→ TASK INPUT:

BEGIN

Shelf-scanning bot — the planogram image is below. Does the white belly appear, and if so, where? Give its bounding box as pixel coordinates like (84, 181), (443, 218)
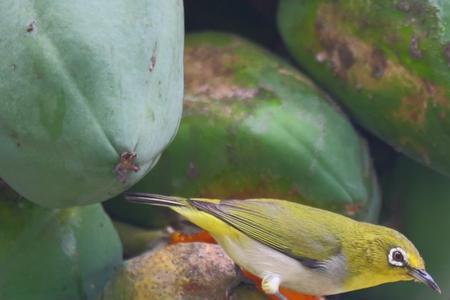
(216, 234), (344, 296)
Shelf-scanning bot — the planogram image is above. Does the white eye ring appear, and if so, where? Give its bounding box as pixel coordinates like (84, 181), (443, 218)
(388, 247), (407, 267)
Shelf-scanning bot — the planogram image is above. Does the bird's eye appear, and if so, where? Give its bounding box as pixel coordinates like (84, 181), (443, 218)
(388, 248), (406, 267)
(392, 251), (403, 262)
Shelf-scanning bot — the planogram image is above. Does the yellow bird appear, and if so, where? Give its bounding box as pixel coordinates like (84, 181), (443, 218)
(126, 193), (441, 299)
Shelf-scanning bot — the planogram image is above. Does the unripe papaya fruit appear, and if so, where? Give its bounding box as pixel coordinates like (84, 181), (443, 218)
(0, 0), (184, 207)
(106, 33), (380, 225)
(278, 0), (450, 175)
(346, 157), (450, 300)
(0, 186), (122, 300)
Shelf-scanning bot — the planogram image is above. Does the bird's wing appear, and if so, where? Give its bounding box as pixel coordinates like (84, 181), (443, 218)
(191, 199), (341, 268)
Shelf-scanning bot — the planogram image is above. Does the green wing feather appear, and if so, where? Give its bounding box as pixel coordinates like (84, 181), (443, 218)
(190, 199), (344, 267)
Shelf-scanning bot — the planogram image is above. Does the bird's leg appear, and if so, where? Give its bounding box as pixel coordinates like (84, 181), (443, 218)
(225, 264), (255, 300)
(261, 273), (287, 300)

END

→ TASK DESCRIPTION: Quote every item above word for word, and leave the picture out of your answer.

→ ANSWER FOR THIS EXERCISE:
Shelf-scanning bot — the planogram image is below. Does the white belly appear, and if so, where? Give its bounding box as pixel coordinates like (84, 181), (443, 218)
(216, 234), (344, 296)
Shelf-scanning bot — the planogram image is above. Does the white eye ring appear, and if so, where? Give its bounding box as pixel coordinates like (84, 181), (443, 218)
(388, 247), (407, 267)
Shelf-scanning bot — the planogram image is above. Does the bird's eye appear, and if so, where? Give its bounding box as pixel coordinates like (84, 181), (443, 218)
(388, 248), (406, 267)
(392, 251), (403, 262)
Shelf-scanning bot — the planogram image is above. Does the yellow bird appear, and if so, where? Give its bounding box as pixel coordinates like (84, 181), (443, 218)
(126, 193), (441, 299)
Shelf-scanning bot — the planogram image is above. Does the unripe papaya fruit appear, and if so, where? Give its bounding box as pixel coordinates like (84, 181), (443, 218)
(0, 0), (184, 207)
(106, 33), (380, 225)
(278, 0), (450, 175)
(346, 157), (450, 300)
(0, 186), (122, 300)
Shelf-scanning bot — the planogram image is above. Does the bird's wing appear, and if so, where? Give its bounding box as pixel coordinates like (84, 181), (443, 218)
(191, 199), (341, 268)
Shelf-scanning bot — the planogram image is above. Does the green wing feather appear, and if so, where? Give its bounding box as pixel coordinates like (84, 181), (443, 218)
(190, 199), (344, 267)
Shelf-scanning bot — the planogram image is above. Does the bird's leg appear, and if so, where? Give its bounding box as pixel coordinates like (84, 181), (443, 218)
(225, 264), (255, 300)
(261, 273), (287, 300)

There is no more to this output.